> Records for the exercise
**********

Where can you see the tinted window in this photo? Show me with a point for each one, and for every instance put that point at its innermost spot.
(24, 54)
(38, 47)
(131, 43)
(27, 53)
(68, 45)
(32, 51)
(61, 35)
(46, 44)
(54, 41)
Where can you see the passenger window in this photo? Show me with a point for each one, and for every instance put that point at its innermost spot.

**********

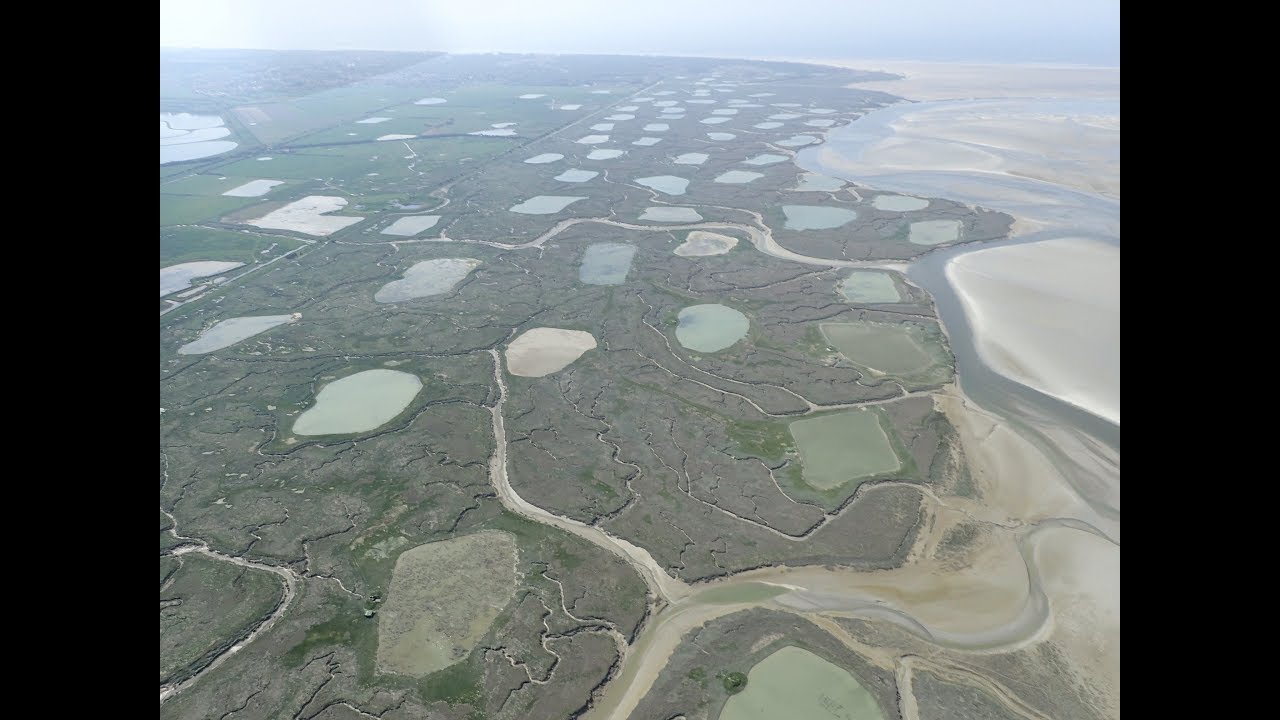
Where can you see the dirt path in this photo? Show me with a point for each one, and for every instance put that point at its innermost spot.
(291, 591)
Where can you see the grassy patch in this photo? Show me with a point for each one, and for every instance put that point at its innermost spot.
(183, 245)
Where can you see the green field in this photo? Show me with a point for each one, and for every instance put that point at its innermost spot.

**********

> Given exercise
Lay out the entries between the line holding "Where can you see the grassy" and the line holding "Where can you see the green", inclusive, as a Markdown table, with a row number in a Row column and the line in a Line column. Leave out blank lines.

> The completed task
| Row | Line |
|---|---|
| 1 | Where can you see the grassy patch in this photo? Show me with a point for each one, and for every instance put that point at its innermost spot. |
| 2 | (183, 245) |
| 3 | Where can you see the green field in this photo? Show me with a point for each one, and for every instance put that point at its innermost spot. |